* TEXTO MOSTRADO *
--*--
Los 89 años de vida Solzhenitsin (1918-2008) fueron un caso extremo de cómo el encarcelamiento y la escritura, la denuncia del totalitarismo y el ensañamiento político se mezclan en un solo individuo hasta alcanzar una simbiosis total entre los avatares sufridos y la creatividad literaria. No hay apenas casos similares en la historia al de este resistente caucásico que, desde 1940, año en que fue enviado al frente, hasta 1994, cuando pudo regresar a Rusia 20 veinte años exiliado en los Estados Unidos, superó todo tipo de penalidades, incluidos 11 años en un campo de concentración y una deportación a Alemania por atreverse a cuestionar la censura rusa.

Su ejemplo es el de un autor que maneja la palabra para perpetuar el pasado e iluminar lo más recóndito de la brutalidad política, lo que cristalizó en la trilogía Archipiélago Gulag 1918-1956, sobre su experiencia en la cárcel soviética y su testimonio de infinidad de torturas, apoyándose en entrevistas a 227 supervivientes. Y es que su trabajo está invariablemente unido a esa tragedia, que le proporcionó la idea de la novela Un día en la vida de Iván Denisovich (1962), un debut tardío pero exitoso que no tendría continuidad, pues enseguida las autoridades soviéticas iban a prohibir sus siguientes libros. Pese a todo, siguió escribiendo sin rendirse; no en vano, estaba más que acostumbrado a crear en la más pura clandestinidad, pues parte de Archipiélago Gulag lo había escrito en secreto y en condiciones de extrema pobreza en los años cincuenta y sesenta, hasta que consiguió ver la luz en Francia, en los años 1972, 1975 y 1978.
--*--
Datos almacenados
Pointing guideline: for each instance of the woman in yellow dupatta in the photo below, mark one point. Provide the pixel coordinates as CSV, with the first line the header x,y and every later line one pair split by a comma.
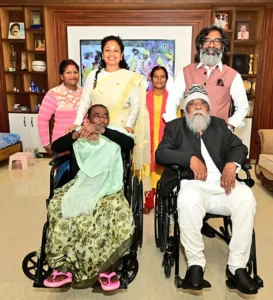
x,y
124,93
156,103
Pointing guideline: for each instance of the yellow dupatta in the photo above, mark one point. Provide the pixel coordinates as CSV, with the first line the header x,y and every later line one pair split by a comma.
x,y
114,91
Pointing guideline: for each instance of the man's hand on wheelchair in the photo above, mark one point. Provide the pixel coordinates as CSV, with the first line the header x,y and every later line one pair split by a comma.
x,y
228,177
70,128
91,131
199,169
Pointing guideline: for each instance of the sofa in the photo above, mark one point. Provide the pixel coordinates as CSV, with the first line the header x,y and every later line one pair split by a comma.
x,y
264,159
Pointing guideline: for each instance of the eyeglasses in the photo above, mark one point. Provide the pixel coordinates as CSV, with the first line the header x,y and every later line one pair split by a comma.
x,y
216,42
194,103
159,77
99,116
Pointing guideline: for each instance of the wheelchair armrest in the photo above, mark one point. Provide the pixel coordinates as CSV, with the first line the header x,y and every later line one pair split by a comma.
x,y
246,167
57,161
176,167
--*--
* QUÉ SE PIDE *
Continúa el texto sobre Solzhenitsin a partir de su última oración.

* RESPUESTA *
Más que como narrador o ensayista, Solzhenitsin se mostró como un portentoso memorialista

El recuerdo de cómo el sistema estalinista destrozó la vida a tantos millones de personas, de cómo la policía secreta acosaba a una población atenazada por los crímenes políticos, de cómo se formaron las huelgas y las revueltas populares, se extienden por El presidio, El confinamiento y Stalin ya no está. Son los tres volúmenes con los que la historia recordará a un Solzhenitsin que, más que como narrador ―han quedado en un segundo plano sus novelas El primer círculo, El pabellón del cáncer y Agosto 1914― o ensayista ―por ejemplo, Cómo reorganizar Rusia (1990) y El problema ruso: al final del siglo XX (1992)―, se mostró como un portentoso memorialista. Su tono era sobrio y riguroso, rasgos que demostraban cuán delicado era el material que tenía entre manos, de ahí que su Gulag, en una nota a la primera edición, lo encabezara con estas palabras: «Dedico este libro a todos los que no vivieron para contarlo, y que por favor me perdonen por no haberlo visto todo, por no recordar todo, y por no poder decirlo todo».